■ TASK INSTRUCTIONS ■
Scan the entries below. List each line with "door".
============
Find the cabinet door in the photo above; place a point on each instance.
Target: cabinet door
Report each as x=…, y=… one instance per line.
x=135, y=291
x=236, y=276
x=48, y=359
============
■ SOLUTION TO THE EXERCISE ■
Find the cabinet door in the photo above; place a point on each instance.
Target: cabinet door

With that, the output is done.